▶ [Prompt A]
Reproduce the passage on Blake's Canterbury Pilgrims engraving from "3. Transcript" up to and including "Greyhounds attend her.".
▶ [Prompt B]
Write the next part of the passage on Blake's Canterbury Pilgrims engraving, picking up after its last line.

▶ [Reading passage]
□ □ □ □ □


    To Woodcut on Copper, Lay a ground as for Etching. trace [& &?] instead of Etching the blacks Etch the whites & bite it in

  2. Transcript


    Blakes Chaucer 117 60

    An Original Engraving by William Blake, from his Fresco Painting of Chaucers Canterbury Pilgrims
    Mr B having from early Youth cultivated the two Arts Painting & Engraving & during a Period of Forty Years never suspended his labours on Copper for a single day Submits with Confidence to Public Patronage & requests the attention of the Amateur in a Large Work Stroke Engraving 3 feet 1 inch long by one foot high Containing Thirty original high finished whole Length Portraits on Horseback Of Chaucers Characters, where every Character & every Expression, every Lineament of Head Hand & Foot. every particular of [drop?] or Costume. where every Horse is appropriate to his rider & the Scene or Landscape with its Villages Cottages Churches & the Inn in Southwark is minutely Labourd not by the hands of journeymen but by the Original Artist himself even to the Stuffs & Embroidery of the Garments. The hair upon the Horses, the Leaves upon the Trees. & the Stones & Gravel upon the road: the Great strength of Colouring & depth of work peculiar to Mr B's Prints will be here found accompanied by a Precision not to be seen but in the work of an Original Artist 

    Sir Jeffery Chaucer & the nine & twenty Pilgrims on their Journey to Canterbury

    The time chosen is early morning before Sunrise, when

  3. Transcript



    the jolly Company are just quitting the Tabarde Inn.  The Knight & Squire with the Squires Yeoman lead the Procefsion : then the youthful Abbefs her Nun & three Priests. her Greyhounds attend her.

    “Of small Hounds had she that she fed

    With roast flesh milk & wastel bread”

    Next follow the Friar & Monk. then the Tapiser the Pardoner. the Sompnour & the Manciple.  After these “Our Host” who occupies the Center of the Cavalcade (the Fun afterwards exhibited on the road may be seen depicted on his jolly face) directs them to the Knight (whose solemn gallantry no [less lefs?] fixes attention) as the person who will be likely to commense their Task of each telling a Tale in their order.  After the host, follow the Shipman, the Haberdasher, the Dyer, the Franklin, the Physician the Plowman, the Lawyer, the Poor Parson, the Merchant, the Wife of Bath the Cook. the Oxford Scholar, Chaucer himself & the Reeve comes as Chaucer has described

    “and ever he rode hinderest of the rout”
□ □ □ □ □
▶ [Dataset excerpts]
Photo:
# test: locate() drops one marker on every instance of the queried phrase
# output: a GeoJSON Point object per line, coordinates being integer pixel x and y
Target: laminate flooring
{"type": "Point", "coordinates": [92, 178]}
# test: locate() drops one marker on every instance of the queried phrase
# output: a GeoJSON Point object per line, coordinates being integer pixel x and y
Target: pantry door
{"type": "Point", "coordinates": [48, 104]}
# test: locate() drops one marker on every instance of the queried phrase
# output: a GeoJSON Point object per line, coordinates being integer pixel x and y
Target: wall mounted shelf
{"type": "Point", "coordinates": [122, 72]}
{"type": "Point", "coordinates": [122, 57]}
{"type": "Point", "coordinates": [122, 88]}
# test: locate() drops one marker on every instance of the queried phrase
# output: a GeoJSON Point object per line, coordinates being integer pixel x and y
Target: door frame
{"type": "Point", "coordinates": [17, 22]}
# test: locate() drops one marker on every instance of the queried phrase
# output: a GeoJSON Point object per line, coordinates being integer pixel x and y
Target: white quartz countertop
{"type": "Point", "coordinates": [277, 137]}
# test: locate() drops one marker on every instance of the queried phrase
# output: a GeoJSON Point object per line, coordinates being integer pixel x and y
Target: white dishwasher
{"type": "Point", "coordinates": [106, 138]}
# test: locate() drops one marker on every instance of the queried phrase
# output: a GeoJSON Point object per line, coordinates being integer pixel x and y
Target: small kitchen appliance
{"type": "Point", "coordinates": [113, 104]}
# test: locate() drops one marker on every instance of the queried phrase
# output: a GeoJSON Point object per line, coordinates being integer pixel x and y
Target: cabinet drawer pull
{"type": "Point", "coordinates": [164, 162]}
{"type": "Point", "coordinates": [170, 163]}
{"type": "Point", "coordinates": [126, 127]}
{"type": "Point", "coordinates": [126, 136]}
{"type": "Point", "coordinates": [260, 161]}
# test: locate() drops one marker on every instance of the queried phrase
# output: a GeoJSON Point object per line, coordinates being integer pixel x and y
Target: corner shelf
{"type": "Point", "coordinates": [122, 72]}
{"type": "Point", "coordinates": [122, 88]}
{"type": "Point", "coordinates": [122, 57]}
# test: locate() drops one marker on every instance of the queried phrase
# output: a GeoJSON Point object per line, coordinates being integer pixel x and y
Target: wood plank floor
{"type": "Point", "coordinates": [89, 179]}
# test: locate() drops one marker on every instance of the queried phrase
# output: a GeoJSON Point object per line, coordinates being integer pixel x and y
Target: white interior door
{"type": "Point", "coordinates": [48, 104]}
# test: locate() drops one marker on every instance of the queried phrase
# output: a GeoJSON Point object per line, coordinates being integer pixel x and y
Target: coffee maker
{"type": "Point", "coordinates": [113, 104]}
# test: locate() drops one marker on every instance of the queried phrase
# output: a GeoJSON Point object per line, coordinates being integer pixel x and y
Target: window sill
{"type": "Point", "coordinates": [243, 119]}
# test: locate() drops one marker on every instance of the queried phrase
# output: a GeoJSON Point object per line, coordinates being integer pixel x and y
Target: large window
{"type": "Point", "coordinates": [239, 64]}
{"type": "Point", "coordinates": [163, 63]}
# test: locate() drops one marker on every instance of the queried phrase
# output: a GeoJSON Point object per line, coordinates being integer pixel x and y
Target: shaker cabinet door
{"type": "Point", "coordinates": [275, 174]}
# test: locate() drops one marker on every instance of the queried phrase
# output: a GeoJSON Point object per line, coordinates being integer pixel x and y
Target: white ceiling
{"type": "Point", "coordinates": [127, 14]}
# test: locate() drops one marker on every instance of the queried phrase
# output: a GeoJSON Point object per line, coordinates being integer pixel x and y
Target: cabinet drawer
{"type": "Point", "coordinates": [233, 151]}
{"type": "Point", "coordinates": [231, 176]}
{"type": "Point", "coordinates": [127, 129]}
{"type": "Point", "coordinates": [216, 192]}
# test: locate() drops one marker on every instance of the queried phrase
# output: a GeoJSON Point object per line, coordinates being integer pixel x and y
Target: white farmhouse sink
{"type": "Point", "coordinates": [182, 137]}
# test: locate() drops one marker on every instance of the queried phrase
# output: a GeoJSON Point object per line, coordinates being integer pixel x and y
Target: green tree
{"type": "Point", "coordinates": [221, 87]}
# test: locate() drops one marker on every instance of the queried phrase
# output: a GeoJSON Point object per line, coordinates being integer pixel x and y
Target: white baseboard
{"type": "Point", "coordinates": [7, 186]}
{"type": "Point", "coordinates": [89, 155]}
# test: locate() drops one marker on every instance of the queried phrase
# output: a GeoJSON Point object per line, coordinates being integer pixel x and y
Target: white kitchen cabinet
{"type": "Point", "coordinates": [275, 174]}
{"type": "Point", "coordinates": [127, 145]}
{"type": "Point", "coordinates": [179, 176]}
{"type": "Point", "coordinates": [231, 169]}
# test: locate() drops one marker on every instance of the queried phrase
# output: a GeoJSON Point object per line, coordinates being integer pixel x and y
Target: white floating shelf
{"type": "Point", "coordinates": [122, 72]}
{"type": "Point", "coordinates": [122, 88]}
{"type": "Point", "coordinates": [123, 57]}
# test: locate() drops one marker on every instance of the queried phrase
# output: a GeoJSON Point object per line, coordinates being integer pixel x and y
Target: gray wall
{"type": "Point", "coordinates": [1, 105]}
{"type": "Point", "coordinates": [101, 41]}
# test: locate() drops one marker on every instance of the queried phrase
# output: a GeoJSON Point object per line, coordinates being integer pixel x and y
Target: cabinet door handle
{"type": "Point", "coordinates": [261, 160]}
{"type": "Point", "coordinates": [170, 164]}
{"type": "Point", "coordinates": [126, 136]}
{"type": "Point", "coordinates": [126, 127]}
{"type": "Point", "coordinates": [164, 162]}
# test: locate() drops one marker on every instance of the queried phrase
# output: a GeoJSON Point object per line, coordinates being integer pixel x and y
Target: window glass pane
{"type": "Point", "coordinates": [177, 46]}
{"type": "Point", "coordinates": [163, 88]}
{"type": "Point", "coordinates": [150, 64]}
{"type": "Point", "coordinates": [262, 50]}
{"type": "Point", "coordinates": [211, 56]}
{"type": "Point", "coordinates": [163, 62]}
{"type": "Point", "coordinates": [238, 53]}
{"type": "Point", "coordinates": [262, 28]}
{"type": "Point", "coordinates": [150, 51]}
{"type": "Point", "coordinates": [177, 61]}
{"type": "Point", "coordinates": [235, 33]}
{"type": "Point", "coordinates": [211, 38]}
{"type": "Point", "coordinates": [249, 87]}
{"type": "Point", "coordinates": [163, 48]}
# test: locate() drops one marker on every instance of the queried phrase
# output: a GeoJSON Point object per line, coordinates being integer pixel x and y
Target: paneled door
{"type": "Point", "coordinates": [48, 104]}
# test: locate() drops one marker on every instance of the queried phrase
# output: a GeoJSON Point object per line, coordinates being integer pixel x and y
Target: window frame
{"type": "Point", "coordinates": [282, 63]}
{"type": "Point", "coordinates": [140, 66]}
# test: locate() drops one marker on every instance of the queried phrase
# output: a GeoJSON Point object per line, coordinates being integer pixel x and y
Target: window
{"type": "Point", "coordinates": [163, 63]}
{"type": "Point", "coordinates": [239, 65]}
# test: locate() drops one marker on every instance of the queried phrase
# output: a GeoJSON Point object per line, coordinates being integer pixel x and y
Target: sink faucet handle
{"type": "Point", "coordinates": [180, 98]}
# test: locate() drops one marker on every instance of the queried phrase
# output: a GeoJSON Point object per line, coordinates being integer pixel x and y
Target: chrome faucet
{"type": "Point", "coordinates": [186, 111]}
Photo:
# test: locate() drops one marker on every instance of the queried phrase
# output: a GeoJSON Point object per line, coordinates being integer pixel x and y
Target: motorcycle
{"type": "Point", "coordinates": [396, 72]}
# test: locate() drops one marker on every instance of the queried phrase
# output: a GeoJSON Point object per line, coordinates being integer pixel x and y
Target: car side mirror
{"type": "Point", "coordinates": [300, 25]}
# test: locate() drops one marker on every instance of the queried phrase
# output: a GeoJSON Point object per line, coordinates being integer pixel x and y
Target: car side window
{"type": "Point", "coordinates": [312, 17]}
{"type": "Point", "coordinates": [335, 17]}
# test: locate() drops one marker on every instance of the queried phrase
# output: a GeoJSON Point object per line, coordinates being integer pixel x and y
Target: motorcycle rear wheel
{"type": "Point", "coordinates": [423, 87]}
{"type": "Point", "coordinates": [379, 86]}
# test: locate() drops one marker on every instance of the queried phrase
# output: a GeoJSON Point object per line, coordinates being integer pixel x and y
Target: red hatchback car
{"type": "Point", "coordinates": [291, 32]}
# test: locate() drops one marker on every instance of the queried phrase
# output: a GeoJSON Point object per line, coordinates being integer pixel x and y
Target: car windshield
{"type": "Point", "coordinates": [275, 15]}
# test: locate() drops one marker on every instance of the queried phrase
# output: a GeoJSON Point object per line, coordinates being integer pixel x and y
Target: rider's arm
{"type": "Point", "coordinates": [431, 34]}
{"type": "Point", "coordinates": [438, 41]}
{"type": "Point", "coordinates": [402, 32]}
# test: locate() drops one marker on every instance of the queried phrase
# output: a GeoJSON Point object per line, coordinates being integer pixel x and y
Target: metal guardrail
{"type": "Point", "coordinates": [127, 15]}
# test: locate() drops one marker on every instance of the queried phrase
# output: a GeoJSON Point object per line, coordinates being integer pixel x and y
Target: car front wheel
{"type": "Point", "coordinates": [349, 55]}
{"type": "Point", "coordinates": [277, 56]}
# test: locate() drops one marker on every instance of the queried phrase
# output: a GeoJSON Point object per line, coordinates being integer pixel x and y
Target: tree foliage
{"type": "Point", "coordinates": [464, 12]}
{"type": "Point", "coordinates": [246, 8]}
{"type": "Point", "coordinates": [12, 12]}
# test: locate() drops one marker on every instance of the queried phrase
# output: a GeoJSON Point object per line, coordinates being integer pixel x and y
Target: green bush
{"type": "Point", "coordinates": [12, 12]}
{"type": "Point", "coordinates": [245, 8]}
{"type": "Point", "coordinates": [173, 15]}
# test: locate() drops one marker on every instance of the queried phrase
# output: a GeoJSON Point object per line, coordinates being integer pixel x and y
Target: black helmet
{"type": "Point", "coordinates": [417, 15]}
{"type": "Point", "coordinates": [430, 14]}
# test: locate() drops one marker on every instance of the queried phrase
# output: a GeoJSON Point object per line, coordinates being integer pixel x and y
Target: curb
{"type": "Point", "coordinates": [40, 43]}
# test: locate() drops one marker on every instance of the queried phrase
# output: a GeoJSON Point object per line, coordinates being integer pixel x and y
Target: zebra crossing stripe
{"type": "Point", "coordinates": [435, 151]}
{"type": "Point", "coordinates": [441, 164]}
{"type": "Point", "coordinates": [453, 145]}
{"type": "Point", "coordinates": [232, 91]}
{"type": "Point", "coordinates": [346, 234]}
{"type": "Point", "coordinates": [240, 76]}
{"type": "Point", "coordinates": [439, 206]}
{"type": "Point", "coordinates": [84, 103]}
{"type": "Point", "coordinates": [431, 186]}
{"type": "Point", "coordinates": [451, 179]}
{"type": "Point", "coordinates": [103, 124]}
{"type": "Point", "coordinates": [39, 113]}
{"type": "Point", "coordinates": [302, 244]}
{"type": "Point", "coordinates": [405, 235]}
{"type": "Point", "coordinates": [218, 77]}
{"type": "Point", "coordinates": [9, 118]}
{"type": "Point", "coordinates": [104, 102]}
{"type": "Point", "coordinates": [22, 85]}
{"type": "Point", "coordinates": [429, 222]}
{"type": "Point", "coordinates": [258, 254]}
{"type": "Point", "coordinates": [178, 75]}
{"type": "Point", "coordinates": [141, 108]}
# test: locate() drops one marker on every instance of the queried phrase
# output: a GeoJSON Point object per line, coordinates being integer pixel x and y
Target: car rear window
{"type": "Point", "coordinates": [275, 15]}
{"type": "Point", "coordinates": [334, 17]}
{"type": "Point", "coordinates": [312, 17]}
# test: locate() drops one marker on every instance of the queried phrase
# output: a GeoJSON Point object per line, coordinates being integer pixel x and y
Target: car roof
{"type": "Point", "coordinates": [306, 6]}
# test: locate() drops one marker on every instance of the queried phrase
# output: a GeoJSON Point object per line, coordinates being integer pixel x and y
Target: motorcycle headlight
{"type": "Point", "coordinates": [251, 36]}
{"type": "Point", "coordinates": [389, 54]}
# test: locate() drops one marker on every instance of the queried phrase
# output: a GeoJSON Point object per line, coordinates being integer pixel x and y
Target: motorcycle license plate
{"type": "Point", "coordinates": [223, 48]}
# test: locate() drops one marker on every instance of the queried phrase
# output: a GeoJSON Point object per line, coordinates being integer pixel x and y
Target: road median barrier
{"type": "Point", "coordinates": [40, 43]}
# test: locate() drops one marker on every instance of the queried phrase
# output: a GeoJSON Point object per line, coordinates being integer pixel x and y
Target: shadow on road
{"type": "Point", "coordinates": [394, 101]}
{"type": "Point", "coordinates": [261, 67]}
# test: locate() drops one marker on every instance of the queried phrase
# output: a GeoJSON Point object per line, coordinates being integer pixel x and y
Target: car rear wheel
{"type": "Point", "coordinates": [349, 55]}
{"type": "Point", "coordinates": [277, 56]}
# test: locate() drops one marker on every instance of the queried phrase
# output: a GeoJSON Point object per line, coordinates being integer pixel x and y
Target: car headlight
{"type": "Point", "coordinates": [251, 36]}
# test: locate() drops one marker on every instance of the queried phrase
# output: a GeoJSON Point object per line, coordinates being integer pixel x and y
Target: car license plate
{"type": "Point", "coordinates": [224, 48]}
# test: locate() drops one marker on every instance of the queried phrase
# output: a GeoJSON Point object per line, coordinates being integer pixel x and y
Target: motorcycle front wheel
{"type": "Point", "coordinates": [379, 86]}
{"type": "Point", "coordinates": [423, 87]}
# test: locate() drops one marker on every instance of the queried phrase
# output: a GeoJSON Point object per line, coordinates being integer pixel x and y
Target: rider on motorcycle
□ □ □ □ □
▶ [Reply A]
3. Transcript



    the jolly Company are just quitting the Tabarde Inn.  The Knight & Squire with the Squires Yeoman lead the Procefsion : then the youthful Abbefs her Nun & three Priests. her Greyhounds attend her.

▶ [Reply B]
    These last are ifsuing from the Gateway of the Inn the Cook & Wife of Bath are both taking their mornings draught of comfort.  Spectators stand at the Gateway of the Inn & are composed of an old man a woman & children

    The Landscape is an Eastward view of the Country from the Tabarde Inn in Southwark as it may be supposed to have appeard in Chaucers

  4. Transcript


    Verse and Prose by William Blake. 

    (natus 1757: obiit 1828 7.) 

    + + All that is of any value in the foregoing pages
    +has here been copied out. D.G.C.R.

    The Everlasting Gospel.

    The vision of Christ that thou dost see
    Is my vision's greatest enemy.
    Thine is the fare of all mankind, -
    Mine speaks in parables to the blind;
    Thine loves the same world that mine hates;
    Thy Heaven-doors are my Hell-gates.
    Socrates taught what Meletus
    Loathed as a nation's bitterest curse,
    And Caiaphas was in his own mind
    A benefactor to mankind.

  5. Transcript


    Both read the Bible day and night,

    But thou read'st black where I read white.  

    x x x x x x

    Was Jesus chaste, or did he

    Give any lessons of chastity? -

    Jesus sat in Moses' chair;

    They brought the adulterous woman there;

    Moses commands she be stoned to death.

    What was the sound of Jesus' breath?

    He laid his hand on Moses' law:

    The ancient heavens in silent awe,

    Writ with curses from Pole to Pole,

    All away began to roll.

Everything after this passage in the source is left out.